What you need to do: Turn every line of the listing below into a numbered list, and leave out any blank lines.

Records for the exercise:
++++++++++

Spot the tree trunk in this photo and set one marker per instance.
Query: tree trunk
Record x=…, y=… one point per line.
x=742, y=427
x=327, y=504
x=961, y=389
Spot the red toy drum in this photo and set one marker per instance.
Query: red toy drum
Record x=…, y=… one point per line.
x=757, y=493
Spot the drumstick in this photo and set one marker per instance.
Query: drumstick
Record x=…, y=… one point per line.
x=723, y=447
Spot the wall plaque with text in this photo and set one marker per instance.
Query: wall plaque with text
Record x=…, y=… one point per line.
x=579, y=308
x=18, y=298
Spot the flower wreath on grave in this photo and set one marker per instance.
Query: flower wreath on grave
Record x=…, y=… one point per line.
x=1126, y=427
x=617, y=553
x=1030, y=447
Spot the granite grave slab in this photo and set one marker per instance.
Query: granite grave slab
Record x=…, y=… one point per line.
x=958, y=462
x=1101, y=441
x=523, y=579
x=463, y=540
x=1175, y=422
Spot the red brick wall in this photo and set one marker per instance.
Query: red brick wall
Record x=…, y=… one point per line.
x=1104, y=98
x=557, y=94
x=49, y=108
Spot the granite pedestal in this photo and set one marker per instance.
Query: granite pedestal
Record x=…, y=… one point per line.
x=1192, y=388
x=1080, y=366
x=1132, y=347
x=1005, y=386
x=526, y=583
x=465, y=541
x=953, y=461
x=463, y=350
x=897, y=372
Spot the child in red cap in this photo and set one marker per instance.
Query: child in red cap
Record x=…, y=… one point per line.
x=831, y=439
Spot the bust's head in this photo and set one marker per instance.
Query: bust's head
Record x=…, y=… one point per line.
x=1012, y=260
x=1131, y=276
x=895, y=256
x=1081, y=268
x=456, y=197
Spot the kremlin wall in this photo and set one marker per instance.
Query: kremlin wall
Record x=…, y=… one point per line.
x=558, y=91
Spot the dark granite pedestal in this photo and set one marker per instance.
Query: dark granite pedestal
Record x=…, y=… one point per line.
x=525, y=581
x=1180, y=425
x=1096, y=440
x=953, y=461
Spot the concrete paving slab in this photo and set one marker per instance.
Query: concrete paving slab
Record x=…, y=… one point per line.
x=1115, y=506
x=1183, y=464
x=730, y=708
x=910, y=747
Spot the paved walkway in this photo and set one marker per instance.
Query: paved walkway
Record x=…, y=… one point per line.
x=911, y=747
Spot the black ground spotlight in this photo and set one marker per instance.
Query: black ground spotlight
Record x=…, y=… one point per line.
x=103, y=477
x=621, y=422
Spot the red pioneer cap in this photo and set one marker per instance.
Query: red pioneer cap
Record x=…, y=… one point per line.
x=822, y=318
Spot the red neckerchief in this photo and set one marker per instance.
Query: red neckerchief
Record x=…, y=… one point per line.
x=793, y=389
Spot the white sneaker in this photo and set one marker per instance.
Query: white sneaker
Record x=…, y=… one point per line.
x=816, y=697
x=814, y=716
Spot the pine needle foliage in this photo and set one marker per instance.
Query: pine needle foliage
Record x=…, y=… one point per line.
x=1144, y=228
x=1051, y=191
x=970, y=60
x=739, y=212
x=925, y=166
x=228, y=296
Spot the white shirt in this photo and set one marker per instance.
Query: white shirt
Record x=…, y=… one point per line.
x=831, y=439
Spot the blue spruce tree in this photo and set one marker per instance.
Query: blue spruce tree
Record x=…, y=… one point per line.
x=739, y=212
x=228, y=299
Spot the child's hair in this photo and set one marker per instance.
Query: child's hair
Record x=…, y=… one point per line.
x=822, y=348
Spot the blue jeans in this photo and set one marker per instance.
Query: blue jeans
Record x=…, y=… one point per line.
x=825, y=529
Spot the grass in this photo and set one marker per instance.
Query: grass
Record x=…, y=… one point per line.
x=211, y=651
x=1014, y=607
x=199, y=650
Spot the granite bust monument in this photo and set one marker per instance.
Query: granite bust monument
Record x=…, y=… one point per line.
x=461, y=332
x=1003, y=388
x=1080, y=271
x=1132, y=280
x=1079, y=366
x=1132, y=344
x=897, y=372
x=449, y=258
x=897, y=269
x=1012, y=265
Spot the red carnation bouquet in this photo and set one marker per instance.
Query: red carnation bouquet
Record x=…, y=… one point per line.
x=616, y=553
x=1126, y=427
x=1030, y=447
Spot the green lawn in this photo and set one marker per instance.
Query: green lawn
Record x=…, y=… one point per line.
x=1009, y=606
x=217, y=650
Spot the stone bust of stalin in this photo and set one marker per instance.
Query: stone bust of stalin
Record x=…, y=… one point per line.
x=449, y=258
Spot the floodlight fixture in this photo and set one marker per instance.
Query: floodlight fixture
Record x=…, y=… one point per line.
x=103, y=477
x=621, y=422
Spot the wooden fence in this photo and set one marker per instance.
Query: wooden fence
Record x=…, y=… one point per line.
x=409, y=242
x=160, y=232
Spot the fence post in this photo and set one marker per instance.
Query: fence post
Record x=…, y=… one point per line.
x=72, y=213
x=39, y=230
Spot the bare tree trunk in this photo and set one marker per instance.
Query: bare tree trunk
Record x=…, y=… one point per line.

++++++++++

Exercise solution:
1. Spot the tree trunk in this photo and set one marker per instance.
2. Query: tree trunk
3. Record x=…, y=… one point per line.
4. x=742, y=427
5. x=327, y=504
6. x=961, y=389
7. Spot the red toy drum in this photo and set one marker per instance.
8. Query: red toy drum
9. Record x=…, y=… one point per line.
10. x=757, y=493
11. Spot the drumstick in this photo and set one marker per instance.
12. Query: drumstick
13. Record x=…, y=… one point per line.
14. x=723, y=447
15. Spot the wall plaque with text in this photo and set one marker per instance.
16. Query: wall plaque with text
17. Record x=…, y=… one point per line.
18. x=579, y=308
19. x=18, y=298
20. Spot the flower wreath on grave in this photo and set one marker per instance.
21. Query: flower wreath on grave
22. Record x=…, y=… one point per line.
23. x=1126, y=427
24. x=617, y=553
25. x=1030, y=447
26. Spot the granite grave slab in this photo and set one marker per instance.
27. Query: granite grave slab
28. Record x=…, y=… one point per line.
29. x=958, y=462
30. x=1101, y=441
31. x=523, y=579
32. x=463, y=540
33. x=1175, y=422
34. Spot the red brick wall in this photo and set one marker per instance.
35. Query: red brick wall
36. Record x=…, y=… one point per line.
37. x=1104, y=98
38. x=557, y=94
39. x=49, y=108
40. Spot the granite pedestal in this photo and set one marker per instance.
41. Query: granite pedestal
42. Record x=…, y=… one point per line.
43. x=1192, y=388
44. x=1080, y=366
45. x=1132, y=347
46. x=1005, y=386
47. x=526, y=583
48. x=465, y=541
49. x=953, y=461
50. x=463, y=350
51. x=897, y=372
52. Spot the child in red cap in this photo and set one marker per instance.
53. Query: child in red cap
54. Record x=…, y=… one point per line.
55. x=831, y=439
56. Spot the bust's head in this photo and set one marker per instance.
57. Query: bust's head
58. Record x=…, y=… one point per line.
59. x=1012, y=260
60. x=1131, y=276
61. x=895, y=256
62. x=1081, y=268
63. x=456, y=197
64. Spot the kremlin wall in this photo and set one marker per instance.
65. Query: kremlin wall
66. Record x=…, y=… one point per line.
67. x=558, y=91
68. Spot the dark granite pedestal in this photo and set one marker per instance.
69. Query: dark granite pedestal
70. Record x=…, y=… one point per line.
71. x=525, y=581
72. x=1180, y=425
73. x=1096, y=440
74. x=953, y=461
75. Spot the concrete paving slab in this photo and set one marker per instance.
76. Query: concrete paving slab
77. Record x=…, y=… one point per line.
78. x=1115, y=506
79. x=1183, y=464
80. x=730, y=708
81. x=910, y=747
82. Spot the paved walkway in this photo and set one marker per instance.
83. Query: paved walkway
84. Record x=…, y=… one point per line.
85. x=911, y=747
86. Spot the black ground spotlight in this photo and set one marker per instance.
87. Query: black ground spotlight
88. Record x=…, y=… one point per line.
89. x=103, y=477
90. x=621, y=422
91. Spot the red pioneer cap in this photo and set one marker per instance.
92. Query: red pioneer cap
93. Record x=…, y=… one point per line.
94. x=822, y=318
95. Spot the red neckerchief in this photo and set one marker per instance.
96. Query: red neckerchief
97. Record x=…, y=… one point per line.
98. x=793, y=389
99. Spot the white sneaker in this photo and set one marker per instance.
100. Query: white sneaker
101. Record x=…, y=… one point per line.
102. x=816, y=697
103. x=814, y=716
104. Spot the pine needle foliage in this photo and set one marker per instance.
105. Query: pine needle foliage
106. Record x=…, y=… one point per line.
107. x=1144, y=228
108. x=1051, y=191
109. x=970, y=60
110. x=739, y=212
111. x=925, y=166
112. x=228, y=296
113. Spot the white shirt in this photo and set one marker per instance.
114. Query: white shirt
115. Record x=…, y=… one point per line.
116. x=831, y=439
117. Spot the blue spruce tree in this photo and set one marker per instance.
118. Query: blue spruce tree
119. Record x=…, y=… one point per line.
120. x=739, y=212
121. x=228, y=299
122. Spot the child's hair in this photo and set one marker per instance.
123. Query: child's hair
124. Record x=…, y=… one point per line.
125. x=822, y=348
126. Spot the blue jeans in this photo and set one marker per instance.
127. Query: blue jeans
128. Record x=…, y=… one point per line.
129. x=825, y=529
130. Spot the grass in this photo and set one marker per instance.
131. Query: grass
132. Record x=…, y=… one point per line.
133. x=211, y=651
134. x=1014, y=607
135. x=199, y=650
136. Spot the granite bust monument in this photo and set one marker per instance.
137. Query: granite bust monument
138. Record x=…, y=… one point per line.
139. x=461, y=332
140. x=1003, y=388
141. x=1080, y=271
142. x=1132, y=280
143. x=1079, y=366
144. x=1132, y=344
145. x=897, y=372
146. x=449, y=258
147. x=897, y=269
148. x=1012, y=265
149. Spot the red carnation bouquet in this photo and set one marker per instance.
150. Query: red carnation bouquet
151. Record x=…, y=… one point per line.
152. x=616, y=553
153. x=1126, y=427
154. x=1030, y=447
155. Spot the green lawn in this photo and set one marker per instance.
156. Query: green lawn
157. Record x=…, y=… one point per line.
158. x=1009, y=606
159. x=217, y=650
160. Spot the stone bust of stalin in this photo and set one marker per instance.
161. Query: stone bust of stalin
162. Record x=…, y=… one point per line.
163. x=449, y=258
164. Spot the floodlight fixture in this photo and set one marker per instance.
165. Query: floodlight fixture
166. Record x=…, y=… one point per line.
167. x=103, y=477
168. x=621, y=422
169. Spot the wooden fence in this photo and set one marker per instance.
170. Query: wooden fence
171. Record x=…, y=… one point per line.
172. x=409, y=242
173. x=160, y=232
174. Spot the fence post in this photo and set one marker per instance.
175. Query: fence post
176. Record x=…, y=… one point per line.
177. x=72, y=213
178. x=39, y=230
179. Spot the bare tree trunk in this photo and set one marker per instance.
180. Query: bare tree trunk
181. Record x=…, y=… one point per line.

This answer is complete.